[Referring expression data]
+-------+

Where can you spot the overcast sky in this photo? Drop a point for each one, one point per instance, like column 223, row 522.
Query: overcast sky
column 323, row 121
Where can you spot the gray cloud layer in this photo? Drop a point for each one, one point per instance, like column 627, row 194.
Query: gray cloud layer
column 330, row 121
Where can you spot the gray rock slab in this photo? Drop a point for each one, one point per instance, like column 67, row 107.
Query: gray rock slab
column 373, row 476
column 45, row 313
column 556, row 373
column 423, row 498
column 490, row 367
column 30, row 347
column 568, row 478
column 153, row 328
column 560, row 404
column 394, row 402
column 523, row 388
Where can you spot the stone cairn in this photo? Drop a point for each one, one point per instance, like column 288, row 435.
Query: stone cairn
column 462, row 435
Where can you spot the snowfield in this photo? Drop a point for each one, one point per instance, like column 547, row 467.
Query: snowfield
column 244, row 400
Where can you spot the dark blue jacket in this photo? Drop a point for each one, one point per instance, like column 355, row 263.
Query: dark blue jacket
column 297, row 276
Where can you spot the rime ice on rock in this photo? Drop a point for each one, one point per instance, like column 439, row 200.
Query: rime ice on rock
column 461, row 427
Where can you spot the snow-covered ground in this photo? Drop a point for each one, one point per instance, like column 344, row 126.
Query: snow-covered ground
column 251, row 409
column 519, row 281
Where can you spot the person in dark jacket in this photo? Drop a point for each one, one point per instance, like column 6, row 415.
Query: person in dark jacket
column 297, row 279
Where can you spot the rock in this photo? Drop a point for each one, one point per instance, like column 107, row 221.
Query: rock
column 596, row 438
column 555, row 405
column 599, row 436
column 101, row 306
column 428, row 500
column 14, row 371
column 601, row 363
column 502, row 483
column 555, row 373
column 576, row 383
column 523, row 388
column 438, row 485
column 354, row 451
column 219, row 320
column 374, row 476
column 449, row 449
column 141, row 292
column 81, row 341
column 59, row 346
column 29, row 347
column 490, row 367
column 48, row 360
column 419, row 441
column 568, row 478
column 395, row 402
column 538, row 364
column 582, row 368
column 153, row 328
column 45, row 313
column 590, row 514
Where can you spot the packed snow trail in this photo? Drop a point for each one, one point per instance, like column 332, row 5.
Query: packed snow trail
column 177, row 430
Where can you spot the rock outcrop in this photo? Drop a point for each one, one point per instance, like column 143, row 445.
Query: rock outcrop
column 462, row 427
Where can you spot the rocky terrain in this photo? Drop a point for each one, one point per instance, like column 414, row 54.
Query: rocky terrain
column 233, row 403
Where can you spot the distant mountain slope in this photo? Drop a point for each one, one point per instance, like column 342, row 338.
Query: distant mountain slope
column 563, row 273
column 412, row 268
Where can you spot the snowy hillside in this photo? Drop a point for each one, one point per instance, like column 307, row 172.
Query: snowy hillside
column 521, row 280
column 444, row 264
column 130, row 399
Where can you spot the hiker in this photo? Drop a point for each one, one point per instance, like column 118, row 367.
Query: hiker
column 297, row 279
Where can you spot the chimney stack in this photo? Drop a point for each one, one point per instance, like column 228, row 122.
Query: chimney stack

+-------+

Which lines of the data contain the string "stack"? Copy each of them.

**Written answer:**
Where can you spot the chimney stack in this photo? Drop a point for each one, one point per instance, like column 228, row 122.
Query: chimney stack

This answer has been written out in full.